Required task:
Output, word for word, every line from the line with "Locate the koala in" through the final line of the data below.

━━━━━ Materials provided ━━━━━

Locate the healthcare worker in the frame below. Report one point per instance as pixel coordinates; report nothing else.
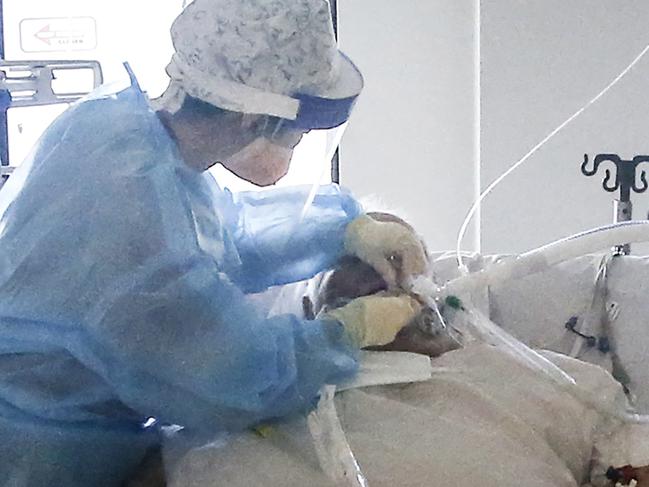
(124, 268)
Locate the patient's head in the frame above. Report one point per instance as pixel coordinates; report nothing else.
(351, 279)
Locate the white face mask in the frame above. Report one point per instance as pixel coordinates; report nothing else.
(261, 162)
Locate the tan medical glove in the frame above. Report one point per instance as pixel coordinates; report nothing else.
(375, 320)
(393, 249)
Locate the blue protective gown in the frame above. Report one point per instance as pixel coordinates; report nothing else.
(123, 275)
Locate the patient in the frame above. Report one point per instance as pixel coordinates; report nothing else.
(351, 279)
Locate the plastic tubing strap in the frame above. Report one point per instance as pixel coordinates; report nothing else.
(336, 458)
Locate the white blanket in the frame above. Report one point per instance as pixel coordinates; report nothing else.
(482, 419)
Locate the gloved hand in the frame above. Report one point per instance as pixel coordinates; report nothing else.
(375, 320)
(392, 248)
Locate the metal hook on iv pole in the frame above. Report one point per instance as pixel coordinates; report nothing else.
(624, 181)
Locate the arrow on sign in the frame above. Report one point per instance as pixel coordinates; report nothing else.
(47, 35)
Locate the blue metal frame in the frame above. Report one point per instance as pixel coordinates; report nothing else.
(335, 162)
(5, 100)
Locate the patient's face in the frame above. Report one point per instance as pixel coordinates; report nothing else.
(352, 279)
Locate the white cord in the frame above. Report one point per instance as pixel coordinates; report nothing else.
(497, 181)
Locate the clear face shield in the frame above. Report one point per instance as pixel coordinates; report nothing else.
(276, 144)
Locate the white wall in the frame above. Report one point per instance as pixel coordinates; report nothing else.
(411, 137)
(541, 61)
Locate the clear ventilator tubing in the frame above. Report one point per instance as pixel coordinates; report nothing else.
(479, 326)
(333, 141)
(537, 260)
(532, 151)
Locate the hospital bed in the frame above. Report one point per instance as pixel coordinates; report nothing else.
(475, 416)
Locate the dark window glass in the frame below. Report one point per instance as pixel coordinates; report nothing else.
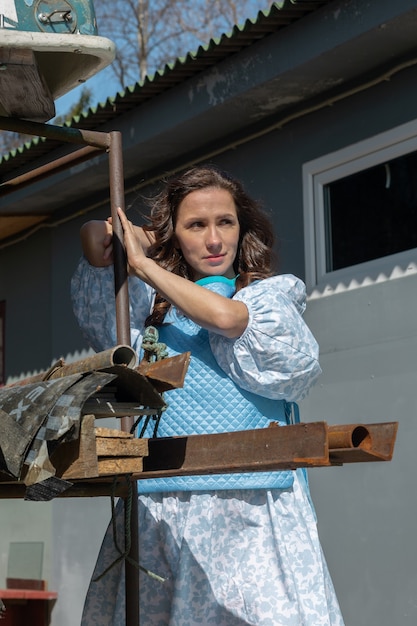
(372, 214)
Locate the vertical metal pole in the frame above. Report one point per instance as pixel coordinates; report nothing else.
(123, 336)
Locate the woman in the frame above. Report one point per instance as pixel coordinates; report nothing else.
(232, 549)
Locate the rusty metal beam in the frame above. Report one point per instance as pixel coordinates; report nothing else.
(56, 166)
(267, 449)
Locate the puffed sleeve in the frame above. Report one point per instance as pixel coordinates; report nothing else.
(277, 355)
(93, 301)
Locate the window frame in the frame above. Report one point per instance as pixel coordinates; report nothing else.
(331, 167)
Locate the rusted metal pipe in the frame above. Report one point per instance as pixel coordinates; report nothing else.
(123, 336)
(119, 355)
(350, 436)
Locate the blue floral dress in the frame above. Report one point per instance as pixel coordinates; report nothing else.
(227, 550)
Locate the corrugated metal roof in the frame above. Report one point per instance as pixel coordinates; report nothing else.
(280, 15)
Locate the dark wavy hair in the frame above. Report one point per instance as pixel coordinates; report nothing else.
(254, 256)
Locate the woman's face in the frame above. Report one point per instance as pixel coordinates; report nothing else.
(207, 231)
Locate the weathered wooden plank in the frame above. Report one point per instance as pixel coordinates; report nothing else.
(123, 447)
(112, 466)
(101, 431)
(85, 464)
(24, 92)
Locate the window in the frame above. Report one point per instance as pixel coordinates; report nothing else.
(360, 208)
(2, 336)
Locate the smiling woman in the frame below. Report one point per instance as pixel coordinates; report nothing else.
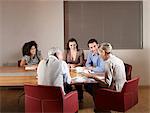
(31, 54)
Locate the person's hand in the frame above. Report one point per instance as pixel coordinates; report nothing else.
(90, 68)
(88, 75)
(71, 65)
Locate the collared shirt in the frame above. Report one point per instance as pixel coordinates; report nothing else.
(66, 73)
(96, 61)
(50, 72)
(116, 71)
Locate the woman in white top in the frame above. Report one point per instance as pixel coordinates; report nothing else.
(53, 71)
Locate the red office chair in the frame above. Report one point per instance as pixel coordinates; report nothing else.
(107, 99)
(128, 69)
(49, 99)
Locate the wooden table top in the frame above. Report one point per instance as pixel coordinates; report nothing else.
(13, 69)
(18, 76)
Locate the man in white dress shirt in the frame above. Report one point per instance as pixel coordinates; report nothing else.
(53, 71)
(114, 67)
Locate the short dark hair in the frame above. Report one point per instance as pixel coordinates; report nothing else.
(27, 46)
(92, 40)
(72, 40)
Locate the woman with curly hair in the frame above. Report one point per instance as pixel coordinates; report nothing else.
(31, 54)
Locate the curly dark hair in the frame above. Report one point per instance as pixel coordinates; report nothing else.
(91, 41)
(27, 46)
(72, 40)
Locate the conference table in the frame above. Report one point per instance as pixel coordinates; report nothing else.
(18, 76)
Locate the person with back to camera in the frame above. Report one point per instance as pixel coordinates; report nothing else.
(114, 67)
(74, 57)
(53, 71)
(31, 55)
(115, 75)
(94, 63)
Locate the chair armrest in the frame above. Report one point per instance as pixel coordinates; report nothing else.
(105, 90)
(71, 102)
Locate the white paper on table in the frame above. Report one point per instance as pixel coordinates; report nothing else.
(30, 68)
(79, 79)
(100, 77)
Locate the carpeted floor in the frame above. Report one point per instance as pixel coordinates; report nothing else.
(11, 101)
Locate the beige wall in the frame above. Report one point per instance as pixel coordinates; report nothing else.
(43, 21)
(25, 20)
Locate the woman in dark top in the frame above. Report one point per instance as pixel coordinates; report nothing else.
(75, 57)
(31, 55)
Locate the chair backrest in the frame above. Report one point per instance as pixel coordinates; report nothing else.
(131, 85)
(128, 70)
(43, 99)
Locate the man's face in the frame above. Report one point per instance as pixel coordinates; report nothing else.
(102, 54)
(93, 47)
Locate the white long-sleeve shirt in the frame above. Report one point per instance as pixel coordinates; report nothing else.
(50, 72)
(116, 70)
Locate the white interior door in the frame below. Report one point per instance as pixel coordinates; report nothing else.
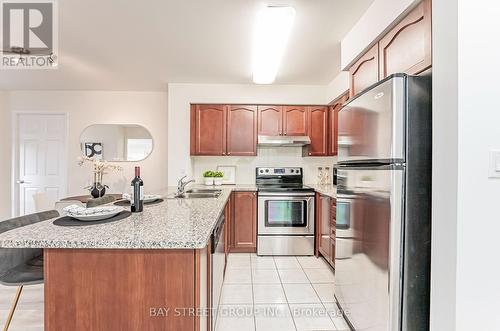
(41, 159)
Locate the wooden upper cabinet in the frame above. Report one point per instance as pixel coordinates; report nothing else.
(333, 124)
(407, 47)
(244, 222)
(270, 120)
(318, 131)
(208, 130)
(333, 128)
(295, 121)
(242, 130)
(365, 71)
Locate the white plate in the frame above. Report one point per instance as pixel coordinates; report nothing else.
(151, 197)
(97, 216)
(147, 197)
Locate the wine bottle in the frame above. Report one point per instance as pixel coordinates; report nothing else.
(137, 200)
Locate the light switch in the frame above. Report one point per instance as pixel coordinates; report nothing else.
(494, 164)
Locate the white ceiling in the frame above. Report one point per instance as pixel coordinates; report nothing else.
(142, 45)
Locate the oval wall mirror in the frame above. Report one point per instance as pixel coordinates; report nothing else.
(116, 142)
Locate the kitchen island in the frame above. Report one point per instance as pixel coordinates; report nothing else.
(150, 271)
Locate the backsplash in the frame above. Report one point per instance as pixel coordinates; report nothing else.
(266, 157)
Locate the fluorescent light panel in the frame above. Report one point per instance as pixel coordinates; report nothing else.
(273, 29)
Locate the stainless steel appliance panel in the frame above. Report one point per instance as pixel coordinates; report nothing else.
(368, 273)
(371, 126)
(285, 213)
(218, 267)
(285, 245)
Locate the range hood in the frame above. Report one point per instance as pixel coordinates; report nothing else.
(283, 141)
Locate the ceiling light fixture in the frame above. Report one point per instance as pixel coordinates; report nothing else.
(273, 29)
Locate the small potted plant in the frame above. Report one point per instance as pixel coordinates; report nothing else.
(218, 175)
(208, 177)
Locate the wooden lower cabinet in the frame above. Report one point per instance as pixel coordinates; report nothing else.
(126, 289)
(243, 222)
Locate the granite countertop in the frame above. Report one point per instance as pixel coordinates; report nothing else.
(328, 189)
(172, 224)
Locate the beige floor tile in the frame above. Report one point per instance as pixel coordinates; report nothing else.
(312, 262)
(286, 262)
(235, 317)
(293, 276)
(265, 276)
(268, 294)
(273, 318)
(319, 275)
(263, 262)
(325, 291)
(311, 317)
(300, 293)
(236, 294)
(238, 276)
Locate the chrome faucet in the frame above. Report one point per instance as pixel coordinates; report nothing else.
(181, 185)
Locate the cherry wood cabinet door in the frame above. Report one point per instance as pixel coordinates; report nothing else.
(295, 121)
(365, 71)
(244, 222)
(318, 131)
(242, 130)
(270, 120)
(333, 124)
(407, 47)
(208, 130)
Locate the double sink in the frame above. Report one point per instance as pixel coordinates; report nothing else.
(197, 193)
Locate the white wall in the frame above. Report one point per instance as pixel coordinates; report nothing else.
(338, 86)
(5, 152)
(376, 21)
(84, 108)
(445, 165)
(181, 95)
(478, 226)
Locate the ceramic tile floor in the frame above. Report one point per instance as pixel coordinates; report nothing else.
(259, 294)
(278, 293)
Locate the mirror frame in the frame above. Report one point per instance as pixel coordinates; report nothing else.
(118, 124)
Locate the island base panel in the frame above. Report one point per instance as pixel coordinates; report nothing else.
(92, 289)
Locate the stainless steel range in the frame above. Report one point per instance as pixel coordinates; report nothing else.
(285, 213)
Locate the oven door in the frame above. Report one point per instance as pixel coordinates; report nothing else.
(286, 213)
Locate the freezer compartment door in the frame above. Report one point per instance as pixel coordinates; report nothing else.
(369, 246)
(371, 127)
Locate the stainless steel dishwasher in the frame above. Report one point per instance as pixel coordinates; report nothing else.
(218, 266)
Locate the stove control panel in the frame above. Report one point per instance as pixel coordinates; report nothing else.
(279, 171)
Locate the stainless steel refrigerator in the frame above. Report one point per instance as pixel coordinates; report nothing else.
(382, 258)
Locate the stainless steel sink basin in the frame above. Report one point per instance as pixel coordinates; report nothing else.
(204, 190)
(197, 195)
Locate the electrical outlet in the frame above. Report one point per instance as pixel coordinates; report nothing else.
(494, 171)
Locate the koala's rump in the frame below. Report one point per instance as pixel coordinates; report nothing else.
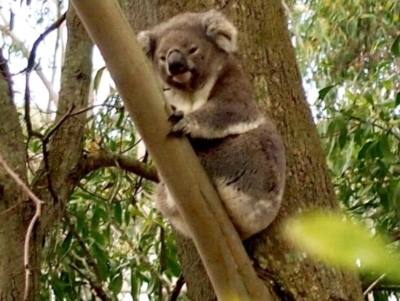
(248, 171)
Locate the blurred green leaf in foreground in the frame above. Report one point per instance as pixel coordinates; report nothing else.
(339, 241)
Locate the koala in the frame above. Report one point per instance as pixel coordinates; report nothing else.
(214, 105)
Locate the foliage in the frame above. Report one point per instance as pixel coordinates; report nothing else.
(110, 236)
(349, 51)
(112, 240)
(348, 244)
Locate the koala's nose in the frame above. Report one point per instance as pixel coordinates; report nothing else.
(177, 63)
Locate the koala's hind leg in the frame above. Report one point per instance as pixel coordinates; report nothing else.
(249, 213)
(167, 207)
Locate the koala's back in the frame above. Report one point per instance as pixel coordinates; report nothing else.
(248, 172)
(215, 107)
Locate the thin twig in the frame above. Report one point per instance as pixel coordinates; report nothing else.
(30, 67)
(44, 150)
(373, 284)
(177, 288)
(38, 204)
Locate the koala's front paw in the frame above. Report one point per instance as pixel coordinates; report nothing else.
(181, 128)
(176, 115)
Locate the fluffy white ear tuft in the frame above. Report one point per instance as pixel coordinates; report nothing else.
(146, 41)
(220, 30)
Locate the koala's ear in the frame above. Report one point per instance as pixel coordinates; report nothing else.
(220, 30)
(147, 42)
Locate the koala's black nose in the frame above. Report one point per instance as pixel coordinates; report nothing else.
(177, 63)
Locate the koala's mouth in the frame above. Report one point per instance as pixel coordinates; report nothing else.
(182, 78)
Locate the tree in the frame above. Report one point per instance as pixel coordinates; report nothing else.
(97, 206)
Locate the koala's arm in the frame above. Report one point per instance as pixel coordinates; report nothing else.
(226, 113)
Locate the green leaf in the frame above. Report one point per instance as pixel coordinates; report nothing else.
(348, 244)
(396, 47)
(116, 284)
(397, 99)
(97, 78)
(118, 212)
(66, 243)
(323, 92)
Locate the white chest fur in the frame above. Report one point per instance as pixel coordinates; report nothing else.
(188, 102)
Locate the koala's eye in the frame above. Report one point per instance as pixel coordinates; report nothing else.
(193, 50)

━━━━━

In response:
Locate the koala in the frame above. Report one point per instance as pixel coordinates; report nothing else.
(214, 105)
Locate the foliage in the frame above. Report one point per instance as pixel coordinates; report nothing else.
(110, 236)
(349, 51)
(112, 240)
(348, 244)
Locate the koala's nose in the frame above. Report one point per instance as pixel coordinates; report nothing else.
(177, 63)
Locate the koala's hind leg in the frame above. Report one point per instance as pixel coordinates; report nothing else.
(249, 213)
(167, 207)
Locate the koala's back in the frame above. Report one point per instance as pixel coordinates; report nothing else.
(248, 172)
(215, 107)
Locate the thin twig in the frame above. Report one point per instance as pixel coordinates; report nothing else.
(30, 67)
(44, 150)
(373, 284)
(177, 288)
(38, 204)
Locate the koala's front paw in the frame above. Report one point per instance as pixel coordinates; report nothing else.
(181, 128)
(176, 115)
Locate the fluffy white ear tuft in the frame above. Report one point per instance as pixel coordinates; report nothing else.
(146, 41)
(220, 30)
Locate the koala's ear in the frame above. Report one point per instance as pixel coordinates; report nothing else.
(220, 30)
(147, 42)
Locate the koala's black nose in the frame above. Report one point per instance as pixel coordinates; report nothing else.
(177, 63)
Locate the koala's mouth in the frame above. Report one point per instance as pixel coordinates; report nothing else.
(182, 78)
Locate the tree in the frame above. Report one point per instance as pixel coordinates; report nothing else.
(97, 206)
Locate the koala's arm in the frame above. Report one point per instance as pixel coordinates; report nothing else.
(226, 113)
Locate the green leaf in the frame above. Report one point per instance as pixel coordinates; report nothing else.
(348, 244)
(396, 47)
(116, 284)
(397, 99)
(97, 78)
(118, 212)
(66, 243)
(323, 92)
Locate the white chest fur in the frame above. Report one point per instance as pixel coordinates; report nothing else.
(188, 102)
Locate the koala's eye in the frame above. Report one point per instance as pixel coordinates; report nothing else.
(193, 50)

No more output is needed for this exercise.